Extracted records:
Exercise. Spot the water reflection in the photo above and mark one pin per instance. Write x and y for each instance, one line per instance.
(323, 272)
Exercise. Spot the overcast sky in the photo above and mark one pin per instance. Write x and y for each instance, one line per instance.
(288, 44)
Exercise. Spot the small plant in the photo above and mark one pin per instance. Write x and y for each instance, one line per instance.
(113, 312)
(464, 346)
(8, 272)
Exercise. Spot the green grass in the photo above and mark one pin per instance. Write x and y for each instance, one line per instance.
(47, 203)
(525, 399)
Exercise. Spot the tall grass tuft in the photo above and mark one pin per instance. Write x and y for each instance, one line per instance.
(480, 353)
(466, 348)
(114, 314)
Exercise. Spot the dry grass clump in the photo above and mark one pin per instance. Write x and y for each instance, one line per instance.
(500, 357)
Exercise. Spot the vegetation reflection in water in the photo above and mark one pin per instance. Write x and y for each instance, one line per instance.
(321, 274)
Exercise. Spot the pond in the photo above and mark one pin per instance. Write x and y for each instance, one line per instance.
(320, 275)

## Exercise directions
Lay out the lines of all the entries above as a numbered list, leaving out any blank lines.

## Answer
1. Exercise. Spot the water reflection in the photo above and mark one pin per instance. Write x and y for each instance, one line per instance.
2. (323, 272)
3. Exercise. Spot the overcast sky in the photo above and mark one pin per instance. Write x and y for each instance, one line per instance.
4. (288, 44)
5. Exercise. Spot the small plant in the photo above and mark one pin per instance. Write x and y for each instance, one line per instance.
6. (113, 312)
7. (464, 346)
8. (8, 272)
9. Exercise. Spot the green grass in the photo above and mark one pin per instance. Write x and y for each instance, one line per instance.
10. (47, 203)
11. (525, 399)
12. Exercise. Spot the tall grass tuft in the photo above and mark one pin per instance. Write x and y for each instance, one line per instance.
13. (480, 353)
14. (466, 348)
15. (114, 314)
16. Exercise. Spot the dry grass clump in the photo above and mark one pin per instance. Write x and y for each instance, one line per instance.
17. (500, 357)
18. Exercise. Spot the vegetation reflection in water in the photo above and mark one pin per instance. Write x and y for each instance, one line per instance.
19. (321, 274)
20. Exercise. Spot the pond in the photo above and mark one pin per instance. Write x and y for each instance, one line per instance.
21. (320, 275)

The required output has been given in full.